— BEGIN —

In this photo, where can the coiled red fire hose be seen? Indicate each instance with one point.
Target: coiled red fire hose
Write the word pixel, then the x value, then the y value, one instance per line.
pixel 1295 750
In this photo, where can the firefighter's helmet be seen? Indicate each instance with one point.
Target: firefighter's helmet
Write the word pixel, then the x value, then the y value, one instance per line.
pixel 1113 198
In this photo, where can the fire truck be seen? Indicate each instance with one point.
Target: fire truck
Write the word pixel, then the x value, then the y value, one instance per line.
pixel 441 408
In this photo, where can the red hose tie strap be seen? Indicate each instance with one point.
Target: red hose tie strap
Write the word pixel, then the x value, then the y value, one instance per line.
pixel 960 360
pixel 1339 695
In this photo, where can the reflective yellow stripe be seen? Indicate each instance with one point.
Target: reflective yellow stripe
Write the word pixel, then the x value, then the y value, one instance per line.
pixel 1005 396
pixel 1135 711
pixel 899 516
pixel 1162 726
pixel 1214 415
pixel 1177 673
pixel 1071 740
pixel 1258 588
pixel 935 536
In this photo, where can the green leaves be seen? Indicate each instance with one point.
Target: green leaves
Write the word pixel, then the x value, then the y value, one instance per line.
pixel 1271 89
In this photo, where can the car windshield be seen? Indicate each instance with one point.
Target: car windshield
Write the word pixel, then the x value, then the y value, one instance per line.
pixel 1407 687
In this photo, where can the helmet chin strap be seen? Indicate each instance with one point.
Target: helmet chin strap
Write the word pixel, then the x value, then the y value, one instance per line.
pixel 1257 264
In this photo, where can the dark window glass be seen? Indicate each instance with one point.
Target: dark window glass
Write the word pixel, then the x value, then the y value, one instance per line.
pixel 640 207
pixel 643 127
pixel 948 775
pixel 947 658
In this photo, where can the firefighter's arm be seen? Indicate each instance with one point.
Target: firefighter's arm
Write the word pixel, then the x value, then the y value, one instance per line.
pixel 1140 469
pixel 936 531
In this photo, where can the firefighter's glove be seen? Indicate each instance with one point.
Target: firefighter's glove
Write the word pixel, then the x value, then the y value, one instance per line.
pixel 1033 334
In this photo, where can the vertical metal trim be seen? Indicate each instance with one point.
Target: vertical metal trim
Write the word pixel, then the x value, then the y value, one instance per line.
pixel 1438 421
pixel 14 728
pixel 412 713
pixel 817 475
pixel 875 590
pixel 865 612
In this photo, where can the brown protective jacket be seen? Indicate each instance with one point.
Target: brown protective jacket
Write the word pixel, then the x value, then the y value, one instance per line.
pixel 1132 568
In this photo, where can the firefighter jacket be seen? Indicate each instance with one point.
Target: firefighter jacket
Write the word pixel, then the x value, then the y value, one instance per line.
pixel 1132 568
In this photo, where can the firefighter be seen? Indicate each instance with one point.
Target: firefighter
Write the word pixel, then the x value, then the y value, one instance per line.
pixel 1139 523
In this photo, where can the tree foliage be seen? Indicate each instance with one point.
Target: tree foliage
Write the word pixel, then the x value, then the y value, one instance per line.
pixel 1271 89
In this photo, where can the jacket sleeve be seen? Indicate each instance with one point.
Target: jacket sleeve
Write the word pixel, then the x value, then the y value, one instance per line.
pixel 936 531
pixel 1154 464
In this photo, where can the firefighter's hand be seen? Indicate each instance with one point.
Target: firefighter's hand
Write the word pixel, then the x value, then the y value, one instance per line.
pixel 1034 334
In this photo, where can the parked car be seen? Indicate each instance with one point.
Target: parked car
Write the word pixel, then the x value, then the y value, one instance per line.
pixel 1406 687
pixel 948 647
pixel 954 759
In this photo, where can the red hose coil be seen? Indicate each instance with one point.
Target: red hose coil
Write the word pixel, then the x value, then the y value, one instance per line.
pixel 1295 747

— END —

Short exercise
Transcribe everything from the line containing "In this photo, where can the parked" down to the end of the records, keeping each line unchanged.

Output of the task
In this photo, where can the parked car be seen? Indicate each instance with one point.
Target: parked car
Write the word pixel, then the x value, then the y value, one instance per line.
pixel 1406 687
pixel 948 647
pixel 954 759
In this photo, where can the red hose coil be seen? Indicate each instance with one point.
Target: red hose coil
Write the word pixel, then the x value, then the y value, one instance per line.
pixel 1295 747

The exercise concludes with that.